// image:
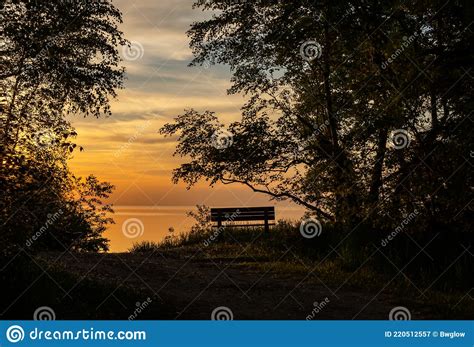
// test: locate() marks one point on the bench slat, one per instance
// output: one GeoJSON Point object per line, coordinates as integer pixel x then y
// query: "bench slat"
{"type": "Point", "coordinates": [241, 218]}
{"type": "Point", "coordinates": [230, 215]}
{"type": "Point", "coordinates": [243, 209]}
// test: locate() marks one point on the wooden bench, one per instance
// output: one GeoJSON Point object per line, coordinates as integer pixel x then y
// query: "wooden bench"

○ ○ ○

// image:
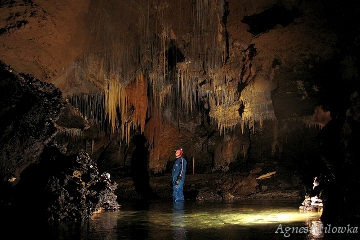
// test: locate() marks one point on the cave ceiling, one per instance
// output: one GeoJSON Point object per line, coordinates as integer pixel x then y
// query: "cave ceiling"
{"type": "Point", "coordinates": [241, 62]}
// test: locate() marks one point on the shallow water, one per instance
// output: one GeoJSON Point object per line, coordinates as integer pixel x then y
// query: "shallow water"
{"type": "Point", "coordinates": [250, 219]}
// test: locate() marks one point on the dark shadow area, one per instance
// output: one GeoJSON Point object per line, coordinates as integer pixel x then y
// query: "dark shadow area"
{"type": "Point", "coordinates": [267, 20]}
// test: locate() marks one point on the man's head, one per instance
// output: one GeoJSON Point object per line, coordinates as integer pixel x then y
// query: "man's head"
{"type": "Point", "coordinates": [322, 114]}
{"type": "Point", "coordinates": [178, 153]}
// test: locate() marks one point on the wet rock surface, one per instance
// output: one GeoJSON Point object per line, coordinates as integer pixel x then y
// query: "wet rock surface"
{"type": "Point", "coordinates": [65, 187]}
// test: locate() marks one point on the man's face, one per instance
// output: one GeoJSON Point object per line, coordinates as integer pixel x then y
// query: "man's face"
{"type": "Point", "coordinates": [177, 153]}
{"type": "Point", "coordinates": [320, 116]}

○ ○ ○

• **TASK BRIEF**
Which lines in the records above contain the word "rock"? Copy each of them.

• **WORKED SOLUTION**
// test: locate() marks one point on the wet rock surface, one per instance
// query: "wet rock surface"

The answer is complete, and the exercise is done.